##### TEXT EXCERPT #####

HIV & Me: A Woman's Guide to Living With HIV: Step 2 - Telling Others
How do you tell friends or family that you have been diagnosed with HIV? It's one of the greatest challenges you'll face -- and it's not something to rush into if you're not ready. There are some important personal steps you should take before you disclose your status to others.
HIV is a loaded term: An ignorant world has wrongly stuffed those three letters full of shame and judgment. But no matter what anyone tells you, HIV is not a punishment for sin or immorality. Having HIV is not a crime. HIV is just a virus that causes a disease. It does not discriminate. Anyone can get it.
"In the beginning, I couldn't forgive myself for getting HIV," remembers Heidi Nass, who was diagnosed in 1996. "I felt compassion toward other HIV-positive women, regardless of what led them to their infection, but I could not find it for myself."

#####

• [EXERCISE BRIEF] In the guide on telling others about an HIV diagnosis, what year was Heidi Nass diagnosed?

##### RECORDS SHOWN #####

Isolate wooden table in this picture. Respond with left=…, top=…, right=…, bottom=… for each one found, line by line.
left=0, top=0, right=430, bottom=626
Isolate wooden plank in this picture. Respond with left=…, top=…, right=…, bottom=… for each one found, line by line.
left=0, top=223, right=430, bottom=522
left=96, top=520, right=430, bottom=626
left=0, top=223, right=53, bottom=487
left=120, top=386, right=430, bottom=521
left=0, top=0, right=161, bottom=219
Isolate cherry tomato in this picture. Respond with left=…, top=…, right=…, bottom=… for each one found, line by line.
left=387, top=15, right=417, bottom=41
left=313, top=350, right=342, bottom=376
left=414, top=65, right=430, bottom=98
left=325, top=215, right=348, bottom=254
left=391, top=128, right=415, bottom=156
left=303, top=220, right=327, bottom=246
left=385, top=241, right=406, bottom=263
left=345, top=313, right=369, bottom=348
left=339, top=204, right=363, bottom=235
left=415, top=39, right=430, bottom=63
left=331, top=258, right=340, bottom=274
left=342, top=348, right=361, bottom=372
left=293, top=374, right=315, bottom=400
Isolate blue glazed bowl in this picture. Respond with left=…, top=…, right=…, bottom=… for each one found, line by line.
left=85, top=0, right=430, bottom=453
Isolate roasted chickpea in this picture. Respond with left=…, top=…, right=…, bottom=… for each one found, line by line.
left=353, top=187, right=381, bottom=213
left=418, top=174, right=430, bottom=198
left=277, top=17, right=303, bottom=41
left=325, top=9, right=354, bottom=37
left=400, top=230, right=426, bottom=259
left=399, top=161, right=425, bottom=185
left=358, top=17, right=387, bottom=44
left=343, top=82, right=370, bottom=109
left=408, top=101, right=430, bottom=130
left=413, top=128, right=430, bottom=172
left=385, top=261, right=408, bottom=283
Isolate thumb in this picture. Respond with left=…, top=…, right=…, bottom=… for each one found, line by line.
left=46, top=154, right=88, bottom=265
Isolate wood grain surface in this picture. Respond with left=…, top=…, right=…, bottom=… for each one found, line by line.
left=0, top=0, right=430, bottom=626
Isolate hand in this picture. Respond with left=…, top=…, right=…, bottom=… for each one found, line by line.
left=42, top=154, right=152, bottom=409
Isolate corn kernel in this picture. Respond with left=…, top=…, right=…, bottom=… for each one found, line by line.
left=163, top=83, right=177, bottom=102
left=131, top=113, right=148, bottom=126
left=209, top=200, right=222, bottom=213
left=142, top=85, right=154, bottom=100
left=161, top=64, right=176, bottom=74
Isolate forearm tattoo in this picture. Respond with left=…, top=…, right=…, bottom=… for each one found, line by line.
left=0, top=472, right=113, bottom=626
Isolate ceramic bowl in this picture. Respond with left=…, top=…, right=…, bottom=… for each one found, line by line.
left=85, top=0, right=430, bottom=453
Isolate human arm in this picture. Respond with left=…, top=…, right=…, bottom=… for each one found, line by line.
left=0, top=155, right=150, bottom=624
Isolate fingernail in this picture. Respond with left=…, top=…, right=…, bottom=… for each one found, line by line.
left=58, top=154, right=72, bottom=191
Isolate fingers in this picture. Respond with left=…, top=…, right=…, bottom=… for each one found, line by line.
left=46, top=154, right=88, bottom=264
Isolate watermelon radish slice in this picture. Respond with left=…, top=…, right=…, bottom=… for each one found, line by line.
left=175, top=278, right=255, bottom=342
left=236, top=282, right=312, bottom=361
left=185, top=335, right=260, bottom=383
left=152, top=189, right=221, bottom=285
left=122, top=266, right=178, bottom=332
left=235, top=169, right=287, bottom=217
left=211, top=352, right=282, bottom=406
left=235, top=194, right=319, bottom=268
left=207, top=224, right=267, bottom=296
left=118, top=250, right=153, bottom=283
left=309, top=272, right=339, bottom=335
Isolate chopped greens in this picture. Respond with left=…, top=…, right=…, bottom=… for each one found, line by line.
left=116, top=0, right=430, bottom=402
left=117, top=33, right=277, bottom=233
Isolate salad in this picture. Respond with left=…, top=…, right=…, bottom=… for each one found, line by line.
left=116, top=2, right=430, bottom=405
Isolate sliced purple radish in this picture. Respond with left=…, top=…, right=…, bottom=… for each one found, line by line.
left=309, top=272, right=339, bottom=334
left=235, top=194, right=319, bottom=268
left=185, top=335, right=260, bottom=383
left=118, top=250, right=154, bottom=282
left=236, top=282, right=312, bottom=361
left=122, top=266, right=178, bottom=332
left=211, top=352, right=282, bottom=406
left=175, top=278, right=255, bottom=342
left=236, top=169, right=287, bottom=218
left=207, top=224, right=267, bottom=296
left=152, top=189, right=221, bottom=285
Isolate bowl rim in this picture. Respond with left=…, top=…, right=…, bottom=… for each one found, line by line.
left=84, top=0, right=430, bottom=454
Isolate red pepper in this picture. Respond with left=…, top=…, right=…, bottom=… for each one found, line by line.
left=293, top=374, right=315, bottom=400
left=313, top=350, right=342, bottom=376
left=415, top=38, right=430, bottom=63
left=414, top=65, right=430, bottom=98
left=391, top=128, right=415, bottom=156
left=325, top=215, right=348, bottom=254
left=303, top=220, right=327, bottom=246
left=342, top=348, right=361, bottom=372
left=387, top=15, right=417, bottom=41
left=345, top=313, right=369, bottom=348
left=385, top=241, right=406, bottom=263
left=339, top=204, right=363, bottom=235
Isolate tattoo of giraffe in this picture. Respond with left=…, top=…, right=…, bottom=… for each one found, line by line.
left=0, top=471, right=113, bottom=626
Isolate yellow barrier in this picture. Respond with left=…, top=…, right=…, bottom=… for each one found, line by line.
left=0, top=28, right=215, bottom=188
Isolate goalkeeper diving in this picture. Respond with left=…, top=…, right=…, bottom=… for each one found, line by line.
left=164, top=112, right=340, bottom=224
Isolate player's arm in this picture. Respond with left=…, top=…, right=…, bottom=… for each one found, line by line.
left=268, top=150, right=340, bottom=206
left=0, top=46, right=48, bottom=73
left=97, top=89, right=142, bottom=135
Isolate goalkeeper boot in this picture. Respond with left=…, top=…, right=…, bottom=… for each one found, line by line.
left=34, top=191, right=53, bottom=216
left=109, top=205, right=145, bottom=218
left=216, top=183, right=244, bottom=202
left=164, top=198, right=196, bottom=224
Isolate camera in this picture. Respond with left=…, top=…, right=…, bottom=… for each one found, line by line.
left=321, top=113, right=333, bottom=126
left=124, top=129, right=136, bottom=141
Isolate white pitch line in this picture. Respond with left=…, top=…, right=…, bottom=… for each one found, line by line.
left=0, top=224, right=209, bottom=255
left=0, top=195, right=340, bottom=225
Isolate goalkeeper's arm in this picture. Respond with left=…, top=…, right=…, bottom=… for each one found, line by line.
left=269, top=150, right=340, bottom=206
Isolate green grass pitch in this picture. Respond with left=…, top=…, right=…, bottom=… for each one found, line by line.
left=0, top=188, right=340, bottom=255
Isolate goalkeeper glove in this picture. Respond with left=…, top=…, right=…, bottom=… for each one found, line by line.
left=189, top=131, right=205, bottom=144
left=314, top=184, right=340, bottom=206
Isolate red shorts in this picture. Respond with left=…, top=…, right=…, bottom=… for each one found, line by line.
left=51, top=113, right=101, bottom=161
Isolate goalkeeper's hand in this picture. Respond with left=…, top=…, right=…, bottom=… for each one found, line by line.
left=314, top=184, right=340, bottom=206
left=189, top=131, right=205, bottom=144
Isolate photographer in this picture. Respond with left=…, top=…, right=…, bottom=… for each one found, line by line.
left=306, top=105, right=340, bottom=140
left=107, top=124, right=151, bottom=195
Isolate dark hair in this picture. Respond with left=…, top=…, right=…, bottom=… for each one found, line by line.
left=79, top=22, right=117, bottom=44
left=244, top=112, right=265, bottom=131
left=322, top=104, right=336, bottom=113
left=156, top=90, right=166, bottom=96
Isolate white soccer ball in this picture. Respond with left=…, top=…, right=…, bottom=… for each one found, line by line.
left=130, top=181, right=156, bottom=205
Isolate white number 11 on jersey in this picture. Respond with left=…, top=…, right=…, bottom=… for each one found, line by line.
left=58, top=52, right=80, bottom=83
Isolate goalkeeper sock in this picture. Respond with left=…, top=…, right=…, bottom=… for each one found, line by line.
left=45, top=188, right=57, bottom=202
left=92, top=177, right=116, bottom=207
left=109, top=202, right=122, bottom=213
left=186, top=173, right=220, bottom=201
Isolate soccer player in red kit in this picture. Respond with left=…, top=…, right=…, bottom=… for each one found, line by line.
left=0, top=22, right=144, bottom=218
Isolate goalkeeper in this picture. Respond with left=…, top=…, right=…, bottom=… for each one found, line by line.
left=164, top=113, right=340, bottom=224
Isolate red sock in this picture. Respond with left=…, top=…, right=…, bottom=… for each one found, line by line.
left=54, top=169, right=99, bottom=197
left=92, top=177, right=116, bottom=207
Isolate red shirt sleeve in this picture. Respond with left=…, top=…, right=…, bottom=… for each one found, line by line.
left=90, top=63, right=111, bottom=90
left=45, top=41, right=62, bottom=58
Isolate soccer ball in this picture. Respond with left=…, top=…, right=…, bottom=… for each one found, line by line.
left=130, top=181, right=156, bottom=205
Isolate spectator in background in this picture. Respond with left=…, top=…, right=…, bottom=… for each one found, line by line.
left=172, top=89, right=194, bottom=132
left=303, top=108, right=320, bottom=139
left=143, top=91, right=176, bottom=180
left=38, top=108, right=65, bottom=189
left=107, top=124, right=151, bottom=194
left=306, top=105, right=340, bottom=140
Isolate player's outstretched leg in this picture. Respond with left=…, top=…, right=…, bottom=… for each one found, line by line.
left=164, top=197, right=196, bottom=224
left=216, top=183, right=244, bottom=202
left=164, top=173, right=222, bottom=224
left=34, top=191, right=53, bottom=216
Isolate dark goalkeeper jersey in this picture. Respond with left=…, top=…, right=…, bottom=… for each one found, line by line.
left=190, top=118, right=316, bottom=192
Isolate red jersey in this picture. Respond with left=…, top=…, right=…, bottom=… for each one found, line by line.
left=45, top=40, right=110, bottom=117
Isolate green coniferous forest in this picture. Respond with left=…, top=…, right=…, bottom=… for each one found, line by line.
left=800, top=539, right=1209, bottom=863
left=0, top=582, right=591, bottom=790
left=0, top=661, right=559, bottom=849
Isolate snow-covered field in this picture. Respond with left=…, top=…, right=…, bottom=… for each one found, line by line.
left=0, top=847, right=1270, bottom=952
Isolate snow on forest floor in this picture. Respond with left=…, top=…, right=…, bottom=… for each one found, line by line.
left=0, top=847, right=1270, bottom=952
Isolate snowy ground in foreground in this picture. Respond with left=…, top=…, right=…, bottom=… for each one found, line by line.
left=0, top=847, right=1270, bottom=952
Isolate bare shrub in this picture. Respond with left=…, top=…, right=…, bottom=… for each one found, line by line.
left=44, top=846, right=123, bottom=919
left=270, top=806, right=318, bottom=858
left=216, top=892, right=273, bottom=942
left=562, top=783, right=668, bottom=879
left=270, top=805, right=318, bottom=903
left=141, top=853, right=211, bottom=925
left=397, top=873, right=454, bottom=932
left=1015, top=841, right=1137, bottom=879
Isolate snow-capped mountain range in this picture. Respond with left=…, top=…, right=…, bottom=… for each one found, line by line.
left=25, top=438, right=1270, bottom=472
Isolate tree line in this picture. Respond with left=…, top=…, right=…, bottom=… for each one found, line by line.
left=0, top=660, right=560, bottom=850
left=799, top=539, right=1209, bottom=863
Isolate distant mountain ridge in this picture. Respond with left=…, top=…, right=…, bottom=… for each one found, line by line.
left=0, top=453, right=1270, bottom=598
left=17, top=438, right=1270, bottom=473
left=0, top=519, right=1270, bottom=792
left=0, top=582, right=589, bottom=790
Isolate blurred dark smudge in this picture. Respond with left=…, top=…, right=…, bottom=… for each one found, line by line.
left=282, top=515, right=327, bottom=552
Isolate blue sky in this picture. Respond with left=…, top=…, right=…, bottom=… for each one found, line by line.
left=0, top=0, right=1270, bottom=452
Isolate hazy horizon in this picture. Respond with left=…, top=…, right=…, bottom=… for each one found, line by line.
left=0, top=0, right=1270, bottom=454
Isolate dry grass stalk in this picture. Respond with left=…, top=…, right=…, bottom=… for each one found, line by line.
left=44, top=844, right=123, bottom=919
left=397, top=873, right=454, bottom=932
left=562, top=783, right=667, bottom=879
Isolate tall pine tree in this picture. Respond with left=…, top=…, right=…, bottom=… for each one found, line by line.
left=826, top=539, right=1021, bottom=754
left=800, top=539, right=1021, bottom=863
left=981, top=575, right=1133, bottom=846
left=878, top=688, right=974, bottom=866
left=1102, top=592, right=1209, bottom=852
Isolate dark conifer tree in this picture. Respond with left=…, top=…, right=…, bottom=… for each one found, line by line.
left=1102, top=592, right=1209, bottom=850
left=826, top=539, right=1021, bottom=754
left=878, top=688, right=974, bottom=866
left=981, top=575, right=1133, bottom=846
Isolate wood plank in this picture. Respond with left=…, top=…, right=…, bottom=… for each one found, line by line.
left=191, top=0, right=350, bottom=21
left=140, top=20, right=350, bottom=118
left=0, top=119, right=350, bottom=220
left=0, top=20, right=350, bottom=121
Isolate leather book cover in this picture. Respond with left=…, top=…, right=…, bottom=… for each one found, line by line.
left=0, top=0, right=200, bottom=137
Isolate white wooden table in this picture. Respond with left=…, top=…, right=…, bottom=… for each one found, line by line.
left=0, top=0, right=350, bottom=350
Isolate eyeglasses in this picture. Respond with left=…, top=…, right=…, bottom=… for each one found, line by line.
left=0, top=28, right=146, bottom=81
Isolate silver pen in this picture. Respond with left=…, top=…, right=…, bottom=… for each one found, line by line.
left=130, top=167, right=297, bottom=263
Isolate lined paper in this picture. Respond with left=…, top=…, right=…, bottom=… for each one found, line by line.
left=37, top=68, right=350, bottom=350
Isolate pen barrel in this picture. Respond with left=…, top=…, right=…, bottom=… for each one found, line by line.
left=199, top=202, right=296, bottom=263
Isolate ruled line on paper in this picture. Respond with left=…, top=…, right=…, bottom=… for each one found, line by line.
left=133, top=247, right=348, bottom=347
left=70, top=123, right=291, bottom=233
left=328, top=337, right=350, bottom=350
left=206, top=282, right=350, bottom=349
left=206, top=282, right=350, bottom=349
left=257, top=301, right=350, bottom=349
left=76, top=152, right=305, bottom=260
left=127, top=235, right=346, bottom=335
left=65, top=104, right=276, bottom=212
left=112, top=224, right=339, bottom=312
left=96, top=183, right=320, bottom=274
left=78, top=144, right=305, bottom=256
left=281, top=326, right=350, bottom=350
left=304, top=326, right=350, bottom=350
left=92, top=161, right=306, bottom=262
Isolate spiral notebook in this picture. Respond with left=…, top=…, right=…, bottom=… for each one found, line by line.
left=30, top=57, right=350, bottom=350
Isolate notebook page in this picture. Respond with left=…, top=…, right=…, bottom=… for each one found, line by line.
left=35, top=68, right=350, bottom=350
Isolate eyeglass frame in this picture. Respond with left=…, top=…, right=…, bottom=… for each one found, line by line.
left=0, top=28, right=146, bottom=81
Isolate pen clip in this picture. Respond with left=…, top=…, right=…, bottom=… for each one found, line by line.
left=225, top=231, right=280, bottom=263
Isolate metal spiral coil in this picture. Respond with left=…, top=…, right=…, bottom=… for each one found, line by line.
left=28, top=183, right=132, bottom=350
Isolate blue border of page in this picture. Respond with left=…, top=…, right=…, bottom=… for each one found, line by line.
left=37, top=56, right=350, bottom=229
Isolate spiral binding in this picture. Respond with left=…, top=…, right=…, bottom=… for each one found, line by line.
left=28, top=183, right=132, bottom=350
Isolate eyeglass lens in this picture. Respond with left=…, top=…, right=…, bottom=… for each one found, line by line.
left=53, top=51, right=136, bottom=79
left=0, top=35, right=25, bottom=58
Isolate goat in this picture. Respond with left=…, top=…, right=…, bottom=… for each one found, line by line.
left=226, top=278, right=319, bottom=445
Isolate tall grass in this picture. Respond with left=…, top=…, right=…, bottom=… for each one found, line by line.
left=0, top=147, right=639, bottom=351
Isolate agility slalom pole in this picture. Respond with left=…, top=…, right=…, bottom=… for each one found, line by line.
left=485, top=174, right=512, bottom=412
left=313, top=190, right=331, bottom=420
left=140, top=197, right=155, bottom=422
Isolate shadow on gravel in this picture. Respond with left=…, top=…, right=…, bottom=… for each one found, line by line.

#####

• [EXERCISE RESULT] 1996